● Work required
Take the line with "Every instance of the green" and all lines after it, through the end of the records below, and repeat them exactly.

[Items from a data source]
[Start of Attachment]

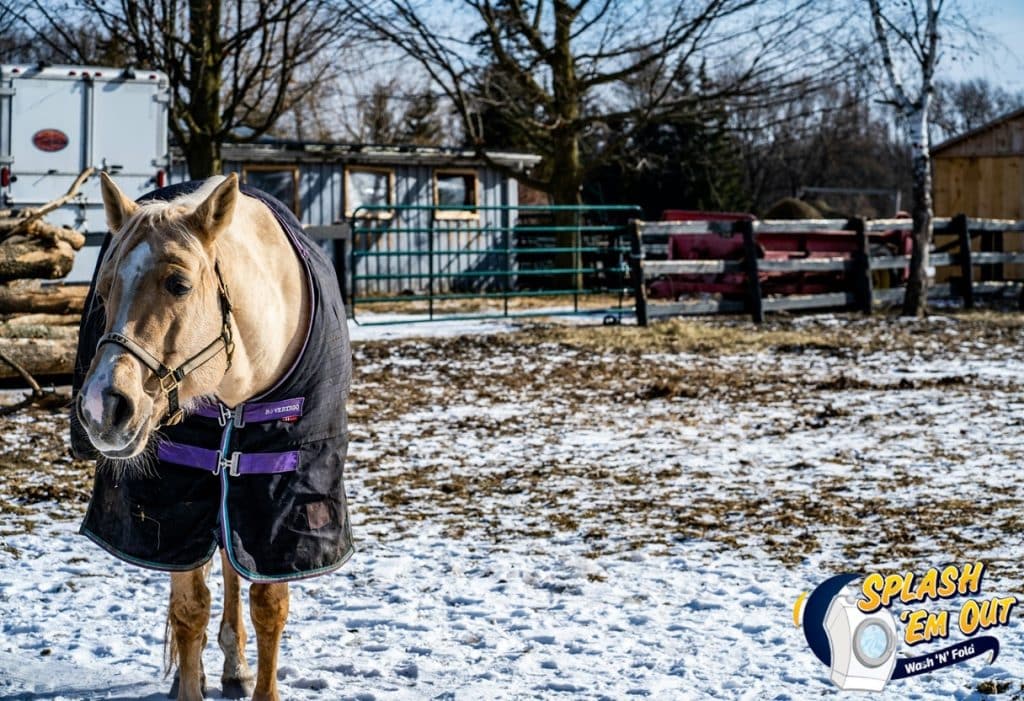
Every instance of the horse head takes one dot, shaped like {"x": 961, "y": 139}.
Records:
{"x": 168, "y": 336}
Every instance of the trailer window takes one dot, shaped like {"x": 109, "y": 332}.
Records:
{"x": 282, "y": 182}
{"x": 456, "y": 193}
{"x": 369, "y": 187}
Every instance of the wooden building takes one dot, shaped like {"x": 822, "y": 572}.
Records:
{"x": 434, "y": 192}
{"x": 981, "y": 174}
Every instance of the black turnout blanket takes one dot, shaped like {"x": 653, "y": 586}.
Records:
{"x": 265, "y": 480}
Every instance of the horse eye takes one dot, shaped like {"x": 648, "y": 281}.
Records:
{"x": 177, "y": 286}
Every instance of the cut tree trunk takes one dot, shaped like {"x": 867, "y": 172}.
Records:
{"x": 38, "y": 356}
{"x": 28, "y": 259}
{"x": 42, "y": 300}
{"x": 14, "y": 330}
{"x": 41, "y": 319}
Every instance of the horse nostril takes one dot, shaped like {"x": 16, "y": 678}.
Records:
{"x": 117, "y": 406}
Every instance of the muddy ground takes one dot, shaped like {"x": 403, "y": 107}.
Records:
{"x": 829, "y": 438}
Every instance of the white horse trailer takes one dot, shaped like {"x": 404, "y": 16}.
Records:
{"x": 56, "y": 121}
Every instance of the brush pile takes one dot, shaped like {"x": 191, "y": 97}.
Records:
{"x": 38, "y": 321}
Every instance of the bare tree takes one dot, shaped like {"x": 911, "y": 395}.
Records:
{"x": 554, "y": 71}
{"x": 906, "y": 34}
{"x": 393, "y": 114}
{"x": 235, "y": 68}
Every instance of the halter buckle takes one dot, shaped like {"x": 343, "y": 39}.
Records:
{"x": 168, "y": 383}
{"x": 228, "y": 464}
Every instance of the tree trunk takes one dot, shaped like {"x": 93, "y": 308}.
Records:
{"x": 566, "y": 172}
{"x": 28, "y": 259}
{"x": 38, "y": 356}
{"x": 206, "y": 56}
{"x": 915, "y": 299}
{"x": 203, "y": 157}
{"x": 48, "y": 300}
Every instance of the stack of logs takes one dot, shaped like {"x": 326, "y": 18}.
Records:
{"x": 38, "y": 322}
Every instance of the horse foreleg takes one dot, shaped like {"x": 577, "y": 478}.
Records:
{"x": 188, "y": 615}
{"x": 268, "y": 606}
{"x": 238, "y": 681}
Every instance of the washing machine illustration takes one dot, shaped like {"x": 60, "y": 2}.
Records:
{"x": 863, "y": 645}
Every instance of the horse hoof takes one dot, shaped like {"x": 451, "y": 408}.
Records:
{"x": 238, "y": 689}
{"x": 173, "y": 694}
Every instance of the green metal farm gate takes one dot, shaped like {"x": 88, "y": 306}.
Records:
{"x": 424, "y": 263}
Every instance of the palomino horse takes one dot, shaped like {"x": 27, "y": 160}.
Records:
{"x": 218, "y": 367}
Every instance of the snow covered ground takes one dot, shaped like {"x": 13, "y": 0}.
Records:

[End of Attachment]

● Answer to this task
Every instance of the green metal farm gate takes one dot, shaped like {"x": 88, "y": 306}.
Records:
{"x": 424, "y": 263}
Every instance of the palomino horse takes one dot, shaped like {"x": 27, "y": 160}.
Records:
{"x": 218, "y": 367}
Every instance of the snow covered ground takes one dot, shaped like {"x": 13, "y": 0}.
Records:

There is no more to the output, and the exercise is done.